Exercices:
• A. Réécrivez le passage du texte sur la poésie compris entre "Puis — va savoir" et "essais littéraires ?" inclus, en remplaçant "publicitaire" par "technique".
• B. Rédigez la suite du texte sur la poésie à partir de sa dernière phrase.

Bloc de texte:

Toi qui ne reconnaissais que ta dette envers la douleur,
tu as soudain reconnu ta dette envers la joie. »
- Louise Dupré, La main hantée
Voici deux affirmations de la grande poète et écrivaine Louise Dupré qui m’amènent à faire le point sur mon rapport à la poésie. Je soupçonne que les deux citations m’aideront à préciser ma pensée, tout de même limitée et superficielle, sur le sujet.
À l’adolescence, il est indéniable que la poésie exerçait un puissant attrait sur moi. Je la découvrais entre les pages de mes Lagarde et Michard, ouvrages phare à l’école française que je fréquentais ; sur les rayons de la bibliothèque de mon père, où je revenais souvent à un magnifique exemplaire relié des Fleurs du mal de Baudelaire ; je m’enthousiasmais au contact des écrivains surréalistes ; je me laissais toucher en écoutant les mots de Brel, de Barbara, et en suivant la voix de Ferré dans ses interprétations de Rimbaud, Verlaine, Aragon ou de ses propres poèmes aux envolées parfois automatiques.
Puis ce fut, à l’occasion de mon entrée dans un cégep québécois, la découverte de nos poètes. J’y fréquentais nos classiques, ceux de la trempe des Alain Grandbois, des Anne Hébert et des Saint-Denys Garneau. Et me fut révélée, suscitant mon allégresse, la plume de ces poètes de l’Âge d’or de l’Hexagone : Jean-Guy Pilon, Fernand Ouellette, Paul-Marie Lapointe, Jacques Brault, Yves Préfontaine, Roland Giguère, Paul Chamberland, Gaston Miron et j’en oublie surement.
La poésie m’apportait de l’oxygène, de l’émerveillement, de la délicatesse ou de la puissance. Le jeu de la parole poétique m’enchantait : les mots sublimes et cristallins, les correspondances surprenantes, les images éblouissantes, le rythme et le ciselage des phrases, la musicalité des allitérations. Elle faisait vibrer ma corde esthétique. Parfois, elle entrait en écho avec mes humeurs plus sombres, rompant l’isolement douloureux, confirmant l’universalité du sort humain.
Puis — va savoir pourquoi — je l’ai perdue de vue ! Le travail, la rédaction publicitaire et commerciale, un glissement d’intérêt au profit de l’écriture romanesque ou des essais littéraires ?
Ce n’est donc que tout récemment, à la faveur de cours en création littéraire et d’une participation au groupe de lecture Solitude rompue animée par la poète Valérie Forgues, que j’ai renoué avec le genre.
Non sans un certain choc, cependant.
D’abord, on m’explique qu’il n’y a plus cette distinction entre les genres : la poésie d’un côté, le roman de l’autre. Il y a une panoplie, maintenant, d’écritures brèves dans lesquelles on peut classer ce qu’autrefois on désignait comme poésie.
Le genre foisonne. Aujourd’hui, il ratisse large et j’ai l’impression qu’on y trouve de tout, y compris un courant qui personnellement me heurte. Gérald Gaudet, prolifique auteur de réflexions sur la lecture et la création littéraire, fait observer : « Une longue fréquentation de la littérature (…) m’a permis de remarquer que depuis quelque temps beaucoup d’écrivains et d’écrivaines de la jeune génération exploitent la ferveur guerrière ou la fatigue trash comme vision du monde … »

Entrées extraites:

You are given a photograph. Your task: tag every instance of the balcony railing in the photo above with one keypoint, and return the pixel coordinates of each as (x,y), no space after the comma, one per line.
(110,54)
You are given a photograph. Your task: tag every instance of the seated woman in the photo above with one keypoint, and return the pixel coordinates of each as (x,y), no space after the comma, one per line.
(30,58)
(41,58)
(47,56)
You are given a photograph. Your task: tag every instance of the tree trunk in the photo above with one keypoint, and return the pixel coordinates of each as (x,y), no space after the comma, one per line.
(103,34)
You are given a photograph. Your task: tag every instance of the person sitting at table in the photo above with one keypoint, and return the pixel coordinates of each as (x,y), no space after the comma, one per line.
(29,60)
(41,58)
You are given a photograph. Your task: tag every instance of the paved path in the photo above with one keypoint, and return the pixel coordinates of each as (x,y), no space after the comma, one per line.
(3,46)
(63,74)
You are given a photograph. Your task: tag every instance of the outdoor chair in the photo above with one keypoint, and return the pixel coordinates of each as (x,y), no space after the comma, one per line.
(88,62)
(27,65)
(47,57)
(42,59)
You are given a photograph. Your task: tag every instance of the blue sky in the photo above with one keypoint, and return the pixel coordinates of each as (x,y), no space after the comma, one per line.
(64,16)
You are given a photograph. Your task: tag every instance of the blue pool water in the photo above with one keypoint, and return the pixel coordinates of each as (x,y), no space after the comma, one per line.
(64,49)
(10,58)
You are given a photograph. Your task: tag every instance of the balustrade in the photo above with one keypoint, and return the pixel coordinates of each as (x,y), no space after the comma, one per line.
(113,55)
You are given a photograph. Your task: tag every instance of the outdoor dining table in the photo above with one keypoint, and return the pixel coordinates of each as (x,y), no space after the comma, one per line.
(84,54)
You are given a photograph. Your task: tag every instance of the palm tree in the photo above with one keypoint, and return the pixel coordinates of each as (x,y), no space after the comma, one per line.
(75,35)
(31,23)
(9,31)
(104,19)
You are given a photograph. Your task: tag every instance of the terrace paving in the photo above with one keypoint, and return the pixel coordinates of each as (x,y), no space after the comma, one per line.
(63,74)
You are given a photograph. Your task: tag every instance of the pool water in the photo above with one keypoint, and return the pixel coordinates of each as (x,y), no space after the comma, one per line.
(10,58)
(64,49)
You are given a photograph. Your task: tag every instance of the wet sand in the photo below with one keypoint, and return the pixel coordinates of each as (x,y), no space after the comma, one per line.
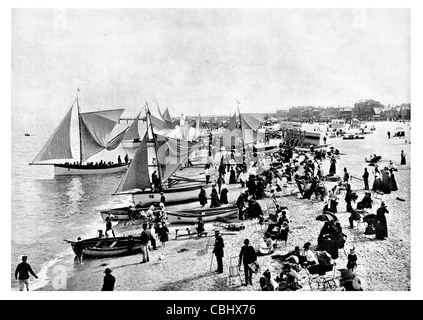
(188,264)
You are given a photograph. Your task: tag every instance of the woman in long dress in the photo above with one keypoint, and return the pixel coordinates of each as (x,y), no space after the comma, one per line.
(164,234)
(232,177)
(224,195)
(403,161)
(386,182)
(215,202)
(381,223)
(394,186)
(332,169)
(202,197)
(377,184)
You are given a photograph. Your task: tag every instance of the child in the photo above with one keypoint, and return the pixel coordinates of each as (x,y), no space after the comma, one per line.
(352,260)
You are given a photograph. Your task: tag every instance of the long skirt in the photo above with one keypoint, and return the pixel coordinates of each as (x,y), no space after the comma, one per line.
(381,229)
(377,184)
(332,169)
(403,162)
(394,186)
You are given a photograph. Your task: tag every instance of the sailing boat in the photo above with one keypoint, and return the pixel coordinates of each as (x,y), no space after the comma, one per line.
(159,157)
(94,129)
(132,136)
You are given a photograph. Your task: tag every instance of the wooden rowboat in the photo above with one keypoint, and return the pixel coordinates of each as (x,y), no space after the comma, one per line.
(124,213)
(206,214)
(109,247)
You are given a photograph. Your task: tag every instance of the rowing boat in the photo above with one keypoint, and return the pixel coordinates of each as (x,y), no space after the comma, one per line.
(109,247)
(206,214)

Corrigé:
• A.
Puis — va savoir pourquoi — je l’ai perdue de vue ! Le travail, la rédaction technique et commerciale, un glissement d’intérêt au profit de l’écriture romanesque ou des essais littéraires ?

• B.
Je reste vieux jeu. Je ne trouve pas que la poésie, ou ce à quoi je réfère quand j’utilise ce mot, soit le lieu de déposition d’une vision d’égoportrait déprimé, la voie de déversement d’un ego affecté ou désabusé. Il existe surement un véhicule plus approprié que « la poésie » pour hurler ce genre de cri primal autobiographique : le journal personnel exploitant des formes brèves, peut-être ? Je suis consciente de tourner les coins un peu ronds ici et je crains de manquer de justice à l’égard de ces jeunes poètes qui ont besoin de crier leur fatigue trash avec des mots trash.
Mais je ne puis m’empêcher de dire qu’en lisant de la poésie j’aspire à ressentir un sentiment d’éblouissement, d’émerveillement, de soulèvement — un supplément d’âme, en somme — plutôt que de me voir plombée dans la distillation désespérée d’une personnalité en mal d’existence. J’invoque la poésie « comme un remède contre l’abattement » (Jonathan Charrette). Personnellement, il me plait qu’on investisse la poésie pour « reconnaitre une dette envers la joie ».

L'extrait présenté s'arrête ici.